Complete the following:
(1) From the article on the Staple Inn Actuarial Society's centenary, copy the passage that begins at the words "The early years" and stops after the words "of the Society.".
(2) Answer these questions using the article on the Staple Inn Actuarial Society's centenary:
(a) In 2010, which bodies formally merged into a single body for the UK profession?
(b) In what month and year was the Society officially born, and what was it called then?
(c) Who was appointed the Society's first chairman?
(3) Write the next part of the article on the Staple Inn Actuarial Society's centenary, picking up after its final sentence.

Document:
(begin)
The year 2010 will be remembered for many things, not least as the year the Institute and Faculty of Actuaries formally merged to become a single body and voice for the UK profession. This year has also seen many firsts: the first British coalition government in many years, the first World Cup to be held in Africa (although not the first time the England team failed to live up to expectations!). Perhaps less well known is that 2010 sees the Staple Inn Actuarial Society (SIAS) celebrate its first 100 years. To mark the occasion, this article takes a brief look at the Society both now, and how it was in the past.

The early years
First, we turn back the clock to the autumn of 1910. Back then, there was very little support for those wanting to become an actuary. For many subjects, there were no correspondence courses or even recommended reading lists. Not surprisingly, the demand arose for a forum where students could discuss their ideas and further their knowledge. Hence, in November 1910, the Institute of Actuaries Students’ Society, as it was then known, was officially born. William Palin Elderton (later Sir) was appointed the first chairman of the Society.

The original objectives of the Society included helping students prepare for exams and equipping them with the practical knowledge that is essential to being an actuary. Thankfully, actuarial education has come a long way in the past 100 years, so there is now less need for the Society to directly support students in the preparation of exams. Instead, the Society today aims to supplement the technical and softer skills students gain from taking exams, as well as offering a valued opportunity for qualified actuaries to gain CPD (something that certainly wasn’t around 100 years ago). The Society also supports a lively social calendar where members of the Profession can get to know each other.
(end)
Data extract:
(begin)
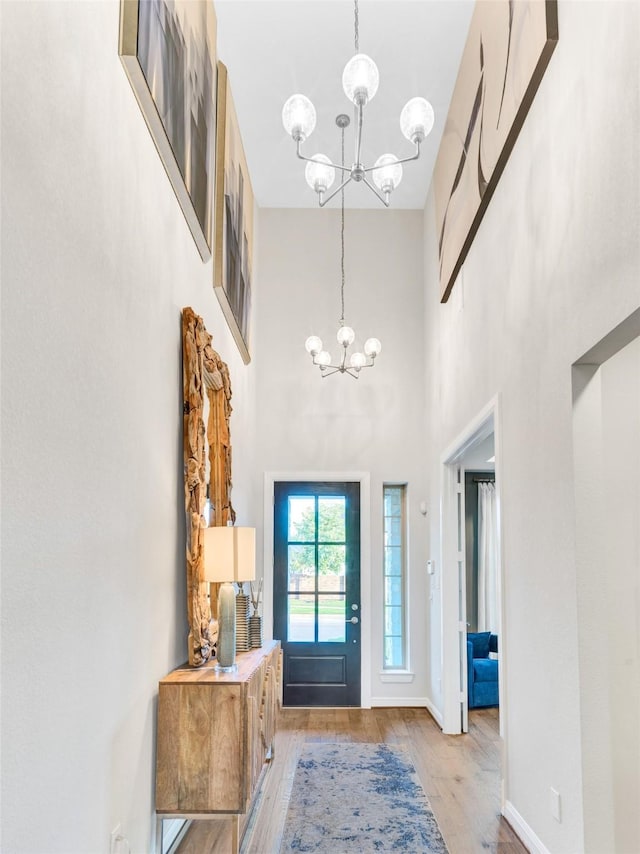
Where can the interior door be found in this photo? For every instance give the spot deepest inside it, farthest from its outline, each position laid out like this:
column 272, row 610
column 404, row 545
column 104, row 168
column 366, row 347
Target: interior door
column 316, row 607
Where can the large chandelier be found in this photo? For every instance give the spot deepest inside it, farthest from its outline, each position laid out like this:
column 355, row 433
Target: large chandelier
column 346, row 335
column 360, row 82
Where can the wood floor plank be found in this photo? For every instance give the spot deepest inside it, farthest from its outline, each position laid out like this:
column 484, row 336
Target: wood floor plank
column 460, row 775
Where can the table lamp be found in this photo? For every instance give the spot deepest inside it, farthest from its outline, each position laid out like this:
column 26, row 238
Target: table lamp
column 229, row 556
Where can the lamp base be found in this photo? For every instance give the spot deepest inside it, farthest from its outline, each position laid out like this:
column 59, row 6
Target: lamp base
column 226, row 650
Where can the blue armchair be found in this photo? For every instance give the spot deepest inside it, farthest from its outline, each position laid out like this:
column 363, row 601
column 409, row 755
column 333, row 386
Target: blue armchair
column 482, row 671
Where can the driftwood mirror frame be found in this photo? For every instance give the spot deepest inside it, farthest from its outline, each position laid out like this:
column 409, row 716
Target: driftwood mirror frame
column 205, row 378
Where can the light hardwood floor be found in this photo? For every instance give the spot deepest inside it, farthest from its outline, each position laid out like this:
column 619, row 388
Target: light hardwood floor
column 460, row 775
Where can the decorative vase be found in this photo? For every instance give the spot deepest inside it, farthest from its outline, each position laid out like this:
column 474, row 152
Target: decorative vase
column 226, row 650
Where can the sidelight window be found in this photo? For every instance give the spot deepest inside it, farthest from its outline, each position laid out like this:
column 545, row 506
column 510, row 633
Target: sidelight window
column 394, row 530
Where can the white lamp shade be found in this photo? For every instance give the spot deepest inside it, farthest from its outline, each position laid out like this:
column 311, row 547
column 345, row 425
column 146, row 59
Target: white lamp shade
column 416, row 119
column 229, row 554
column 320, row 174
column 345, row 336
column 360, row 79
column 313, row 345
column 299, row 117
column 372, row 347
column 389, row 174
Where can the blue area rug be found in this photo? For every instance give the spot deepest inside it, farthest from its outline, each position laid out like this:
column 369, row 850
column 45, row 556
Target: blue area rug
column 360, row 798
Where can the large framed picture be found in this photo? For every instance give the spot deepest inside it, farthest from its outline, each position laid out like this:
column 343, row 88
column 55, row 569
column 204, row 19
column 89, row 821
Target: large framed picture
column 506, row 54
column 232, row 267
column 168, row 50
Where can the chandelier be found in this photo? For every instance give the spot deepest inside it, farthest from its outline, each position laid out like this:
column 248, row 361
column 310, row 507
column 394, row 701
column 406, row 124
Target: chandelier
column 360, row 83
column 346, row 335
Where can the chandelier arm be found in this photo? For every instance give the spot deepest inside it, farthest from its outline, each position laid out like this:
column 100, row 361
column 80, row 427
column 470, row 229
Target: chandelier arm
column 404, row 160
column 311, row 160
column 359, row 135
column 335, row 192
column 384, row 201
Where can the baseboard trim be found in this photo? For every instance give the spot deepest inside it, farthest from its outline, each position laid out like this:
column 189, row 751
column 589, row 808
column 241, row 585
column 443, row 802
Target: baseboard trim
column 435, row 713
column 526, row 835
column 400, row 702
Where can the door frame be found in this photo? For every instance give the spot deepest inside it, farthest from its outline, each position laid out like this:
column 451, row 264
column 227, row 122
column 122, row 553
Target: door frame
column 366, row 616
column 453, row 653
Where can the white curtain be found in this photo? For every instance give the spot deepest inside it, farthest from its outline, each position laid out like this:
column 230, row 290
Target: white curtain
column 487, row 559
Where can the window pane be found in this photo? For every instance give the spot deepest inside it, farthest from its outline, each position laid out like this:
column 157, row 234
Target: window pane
(end)
Set of answers:
(1)
The early years
First, we turn back the clock to the autumn of 1910. Back then, there was very little support for those wanting to become an actuary. For many subjects, there were no correspondence courses or even recommended reading lists. Not surprisingly, the demand arose for a forum where students could discuss their ideas and further their knowledge. Hence, in November 1910, the Institute of Actuaries Students’ Society, as it was then known, was officially born. William Palin Elderton (later Sir) was appointed the first chairman of the Society.

(2)
(a) The Institute and Faculty of Actuaries.
(b) November 1910, as the Institute of Actuaries Students' Society.
(c) William Palin Elderton (later Sir).

(3)
Social events
Today the Society has a busy social calendar, with 10 or so social events each year. The highlights usually include a boat party on the Thames, a poker tournament and the Annual Supper. The last of these is another long-running tradition, initiated in 1929 when 73 members gathered after the AGM.

Today the Supper has grown into an event in its own right, with over 550 members attending each year. Many of the early suppers would play host to very popular amateur dramatics productions and reviews after the dinner. More recently the dinners have tended to adopt a theme, such as ‘James Bond’ or other film characters, which have resulted in some interesting examples of fancy dress. This year the event will commemorate SIAS’s centenary in style on 26 November at the magnificent Old Billingsgate Market and promises to be “a night of visual surprises and electric entertainment”. Anyone who attended last year’s Ball knows it’s an event not to be missed. Details of SIAS events appear in The Actuary magazine every month, and are also available on our website www.sias.org.uk

The meetings or ‘programme events‘ have always been one of the main tools to achieve the educational goals of the Society. The meetings have always begun with one or two speakers providing the opening remarks, usually referring to a paper or presentation they have prepared on an actuarial or related subject. Following this, the discussion is opened up to the floor. More recently, in order to maximise participation from younger members, an incentive is offered in the form of a bottle of champagne for, separately, the best contribution from a student, and a qualified actuary with less than five years’ experience.

Today, the highlight of the annual programme calendar is the Jubilee Lecture. Fiona Morrison’s introduction tells more of that story. The programme meetings, perhaps just as importantly, do have a social element to them. After the meetings, members usually head over to a nearby pub such as the Cittee of Yorke (or Henekey’s as it will be known by some) for some drinks and a buffet.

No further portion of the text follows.